[Begin Stored records]

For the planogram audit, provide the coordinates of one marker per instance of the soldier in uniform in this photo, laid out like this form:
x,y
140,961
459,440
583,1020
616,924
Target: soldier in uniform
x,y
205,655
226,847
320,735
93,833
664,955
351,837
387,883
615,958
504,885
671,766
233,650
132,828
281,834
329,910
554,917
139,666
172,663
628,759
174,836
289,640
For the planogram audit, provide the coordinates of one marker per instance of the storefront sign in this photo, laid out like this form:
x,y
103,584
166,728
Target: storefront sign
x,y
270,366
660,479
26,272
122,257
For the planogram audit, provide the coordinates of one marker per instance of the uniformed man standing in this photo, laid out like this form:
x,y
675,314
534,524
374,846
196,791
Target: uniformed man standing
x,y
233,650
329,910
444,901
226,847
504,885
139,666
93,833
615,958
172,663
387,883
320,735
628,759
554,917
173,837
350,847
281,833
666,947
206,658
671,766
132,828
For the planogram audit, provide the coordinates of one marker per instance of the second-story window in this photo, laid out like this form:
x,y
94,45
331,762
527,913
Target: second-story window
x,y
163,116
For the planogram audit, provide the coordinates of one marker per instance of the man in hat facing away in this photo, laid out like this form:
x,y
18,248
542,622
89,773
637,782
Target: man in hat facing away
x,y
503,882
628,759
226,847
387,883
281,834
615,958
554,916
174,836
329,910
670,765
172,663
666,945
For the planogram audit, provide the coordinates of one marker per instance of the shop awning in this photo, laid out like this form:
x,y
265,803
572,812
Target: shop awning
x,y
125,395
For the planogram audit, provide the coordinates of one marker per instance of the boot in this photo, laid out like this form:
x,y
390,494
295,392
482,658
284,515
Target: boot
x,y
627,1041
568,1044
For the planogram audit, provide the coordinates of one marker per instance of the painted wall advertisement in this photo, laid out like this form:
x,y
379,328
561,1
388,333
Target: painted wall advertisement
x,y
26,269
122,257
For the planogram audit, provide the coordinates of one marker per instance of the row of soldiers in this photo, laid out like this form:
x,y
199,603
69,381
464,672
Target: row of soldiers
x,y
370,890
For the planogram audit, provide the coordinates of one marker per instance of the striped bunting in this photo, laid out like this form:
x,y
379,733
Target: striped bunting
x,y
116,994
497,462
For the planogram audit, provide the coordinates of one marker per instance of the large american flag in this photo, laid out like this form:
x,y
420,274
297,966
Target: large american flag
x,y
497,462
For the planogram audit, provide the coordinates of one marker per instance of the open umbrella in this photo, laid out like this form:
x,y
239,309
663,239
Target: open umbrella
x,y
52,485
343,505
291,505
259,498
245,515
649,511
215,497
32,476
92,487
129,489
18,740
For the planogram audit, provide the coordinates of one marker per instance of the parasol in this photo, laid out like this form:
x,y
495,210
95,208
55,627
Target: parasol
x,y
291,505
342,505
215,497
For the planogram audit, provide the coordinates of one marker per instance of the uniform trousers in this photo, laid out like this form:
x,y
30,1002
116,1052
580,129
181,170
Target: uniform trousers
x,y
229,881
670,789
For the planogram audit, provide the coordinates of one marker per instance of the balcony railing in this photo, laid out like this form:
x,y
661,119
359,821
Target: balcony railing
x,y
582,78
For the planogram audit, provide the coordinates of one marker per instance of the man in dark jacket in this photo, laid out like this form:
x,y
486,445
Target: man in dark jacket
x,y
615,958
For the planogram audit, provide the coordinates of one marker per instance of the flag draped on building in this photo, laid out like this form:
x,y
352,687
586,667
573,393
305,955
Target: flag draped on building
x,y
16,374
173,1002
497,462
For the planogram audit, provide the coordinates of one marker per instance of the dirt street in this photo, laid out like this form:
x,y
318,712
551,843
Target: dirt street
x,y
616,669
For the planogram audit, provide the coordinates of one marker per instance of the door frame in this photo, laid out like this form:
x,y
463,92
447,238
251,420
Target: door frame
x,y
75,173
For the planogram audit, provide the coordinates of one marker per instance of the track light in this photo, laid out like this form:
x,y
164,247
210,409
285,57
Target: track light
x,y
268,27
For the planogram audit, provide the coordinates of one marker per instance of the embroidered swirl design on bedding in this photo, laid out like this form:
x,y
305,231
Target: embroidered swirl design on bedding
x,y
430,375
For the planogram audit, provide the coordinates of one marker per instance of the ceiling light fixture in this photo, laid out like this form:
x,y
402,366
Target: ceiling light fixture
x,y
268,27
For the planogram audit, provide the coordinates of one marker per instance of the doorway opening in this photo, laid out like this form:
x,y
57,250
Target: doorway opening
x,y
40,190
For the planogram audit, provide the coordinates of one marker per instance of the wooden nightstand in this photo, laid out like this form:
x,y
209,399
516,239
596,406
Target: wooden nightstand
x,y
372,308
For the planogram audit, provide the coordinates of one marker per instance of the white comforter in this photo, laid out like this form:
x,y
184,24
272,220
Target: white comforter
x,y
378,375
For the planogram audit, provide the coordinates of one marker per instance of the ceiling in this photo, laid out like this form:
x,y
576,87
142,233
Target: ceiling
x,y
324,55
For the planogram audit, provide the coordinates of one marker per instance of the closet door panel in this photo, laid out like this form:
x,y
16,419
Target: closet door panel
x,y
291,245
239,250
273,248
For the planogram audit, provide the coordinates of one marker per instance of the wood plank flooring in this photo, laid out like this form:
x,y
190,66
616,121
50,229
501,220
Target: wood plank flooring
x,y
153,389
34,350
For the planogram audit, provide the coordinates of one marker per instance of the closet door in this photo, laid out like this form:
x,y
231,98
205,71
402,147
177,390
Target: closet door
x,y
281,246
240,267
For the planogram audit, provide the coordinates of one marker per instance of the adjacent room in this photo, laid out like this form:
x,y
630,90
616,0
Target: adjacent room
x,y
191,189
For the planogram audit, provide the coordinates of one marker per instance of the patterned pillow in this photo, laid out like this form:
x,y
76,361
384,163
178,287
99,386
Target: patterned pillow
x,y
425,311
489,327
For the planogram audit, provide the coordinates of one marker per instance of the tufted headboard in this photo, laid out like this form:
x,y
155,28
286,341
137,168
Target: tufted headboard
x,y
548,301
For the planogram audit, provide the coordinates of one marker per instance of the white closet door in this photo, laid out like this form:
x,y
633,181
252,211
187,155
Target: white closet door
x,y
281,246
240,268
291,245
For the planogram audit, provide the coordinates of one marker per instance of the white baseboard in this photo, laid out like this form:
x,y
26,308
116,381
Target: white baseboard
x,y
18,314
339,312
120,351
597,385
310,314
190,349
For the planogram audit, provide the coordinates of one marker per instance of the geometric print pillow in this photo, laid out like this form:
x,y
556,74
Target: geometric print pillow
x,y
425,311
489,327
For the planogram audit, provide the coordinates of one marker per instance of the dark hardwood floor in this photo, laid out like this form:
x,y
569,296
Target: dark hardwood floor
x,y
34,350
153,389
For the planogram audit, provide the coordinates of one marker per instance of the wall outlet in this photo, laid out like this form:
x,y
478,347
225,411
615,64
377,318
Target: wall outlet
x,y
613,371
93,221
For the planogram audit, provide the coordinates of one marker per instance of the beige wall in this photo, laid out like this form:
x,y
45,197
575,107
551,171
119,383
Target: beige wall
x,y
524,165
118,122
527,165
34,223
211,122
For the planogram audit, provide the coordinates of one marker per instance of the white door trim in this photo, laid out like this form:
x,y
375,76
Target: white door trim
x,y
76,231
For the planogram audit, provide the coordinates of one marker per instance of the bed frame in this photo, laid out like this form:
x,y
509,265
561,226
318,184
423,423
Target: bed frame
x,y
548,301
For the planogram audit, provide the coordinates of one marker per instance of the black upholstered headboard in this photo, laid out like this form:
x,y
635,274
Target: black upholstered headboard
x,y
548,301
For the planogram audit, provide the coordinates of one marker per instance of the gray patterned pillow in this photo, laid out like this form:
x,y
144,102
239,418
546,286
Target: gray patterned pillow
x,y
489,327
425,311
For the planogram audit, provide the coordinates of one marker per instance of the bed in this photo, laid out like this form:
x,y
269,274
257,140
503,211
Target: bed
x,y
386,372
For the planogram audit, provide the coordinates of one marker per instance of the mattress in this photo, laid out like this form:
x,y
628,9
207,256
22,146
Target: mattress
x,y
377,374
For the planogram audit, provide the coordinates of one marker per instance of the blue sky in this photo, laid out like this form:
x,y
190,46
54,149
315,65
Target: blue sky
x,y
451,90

[End Stored records]
[Begin Stored records]

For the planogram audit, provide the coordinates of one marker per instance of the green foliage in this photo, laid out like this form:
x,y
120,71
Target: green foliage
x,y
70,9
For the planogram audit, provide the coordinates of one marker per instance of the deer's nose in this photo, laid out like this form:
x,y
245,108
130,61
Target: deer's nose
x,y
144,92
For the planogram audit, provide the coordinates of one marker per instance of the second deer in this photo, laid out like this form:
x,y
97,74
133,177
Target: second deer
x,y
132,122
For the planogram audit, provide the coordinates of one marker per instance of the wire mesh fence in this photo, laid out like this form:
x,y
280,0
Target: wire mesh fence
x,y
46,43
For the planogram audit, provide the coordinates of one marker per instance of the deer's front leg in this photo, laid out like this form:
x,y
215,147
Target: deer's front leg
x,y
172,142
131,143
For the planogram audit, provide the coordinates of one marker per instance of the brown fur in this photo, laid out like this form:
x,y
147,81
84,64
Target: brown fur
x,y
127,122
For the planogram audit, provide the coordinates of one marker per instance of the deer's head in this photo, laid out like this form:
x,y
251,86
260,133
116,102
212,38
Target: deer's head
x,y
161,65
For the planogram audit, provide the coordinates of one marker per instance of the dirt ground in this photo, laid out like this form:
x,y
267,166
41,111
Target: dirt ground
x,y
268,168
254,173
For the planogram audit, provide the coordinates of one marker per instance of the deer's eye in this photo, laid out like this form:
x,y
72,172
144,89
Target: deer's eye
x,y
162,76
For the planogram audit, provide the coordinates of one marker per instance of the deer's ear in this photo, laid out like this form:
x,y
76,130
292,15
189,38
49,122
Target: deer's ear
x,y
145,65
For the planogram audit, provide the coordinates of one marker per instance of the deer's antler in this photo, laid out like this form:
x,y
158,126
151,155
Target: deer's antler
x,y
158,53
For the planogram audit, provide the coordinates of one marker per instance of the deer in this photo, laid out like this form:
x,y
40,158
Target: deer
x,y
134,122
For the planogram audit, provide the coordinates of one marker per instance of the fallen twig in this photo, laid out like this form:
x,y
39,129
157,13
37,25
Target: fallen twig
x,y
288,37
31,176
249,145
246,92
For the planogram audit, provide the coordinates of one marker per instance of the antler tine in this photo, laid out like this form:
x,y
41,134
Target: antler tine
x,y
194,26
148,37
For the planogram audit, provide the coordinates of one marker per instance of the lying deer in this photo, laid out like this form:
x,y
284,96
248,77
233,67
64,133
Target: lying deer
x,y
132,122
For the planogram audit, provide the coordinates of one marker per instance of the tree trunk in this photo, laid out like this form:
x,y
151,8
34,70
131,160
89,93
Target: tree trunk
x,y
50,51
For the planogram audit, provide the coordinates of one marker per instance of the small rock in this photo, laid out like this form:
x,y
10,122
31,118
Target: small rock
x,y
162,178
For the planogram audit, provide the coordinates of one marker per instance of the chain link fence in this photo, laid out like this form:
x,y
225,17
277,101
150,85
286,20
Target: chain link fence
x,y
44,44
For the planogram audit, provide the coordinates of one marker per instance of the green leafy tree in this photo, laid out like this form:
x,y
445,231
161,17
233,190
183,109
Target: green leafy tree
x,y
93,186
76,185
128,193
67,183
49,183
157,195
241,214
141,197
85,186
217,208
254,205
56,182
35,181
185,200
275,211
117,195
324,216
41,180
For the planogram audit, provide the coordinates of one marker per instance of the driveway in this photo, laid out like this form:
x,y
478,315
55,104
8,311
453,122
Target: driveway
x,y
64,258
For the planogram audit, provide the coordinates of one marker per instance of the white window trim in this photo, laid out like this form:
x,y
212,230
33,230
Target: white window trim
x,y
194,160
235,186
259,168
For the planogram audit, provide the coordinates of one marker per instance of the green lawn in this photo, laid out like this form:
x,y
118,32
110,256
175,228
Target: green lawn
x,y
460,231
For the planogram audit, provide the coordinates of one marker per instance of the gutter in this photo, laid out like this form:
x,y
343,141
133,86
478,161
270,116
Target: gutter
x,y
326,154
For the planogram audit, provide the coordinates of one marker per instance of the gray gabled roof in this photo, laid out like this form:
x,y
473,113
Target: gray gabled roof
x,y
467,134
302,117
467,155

[End Stored records]

→ **Direction**
Extract every line from the two blocks above that contains the word "large".

→ **Answer to this problem**
For the planogram audit, provide the coordinates of one marker per instance of the large american flag in this photo, laid out like this form:
Target: large american flag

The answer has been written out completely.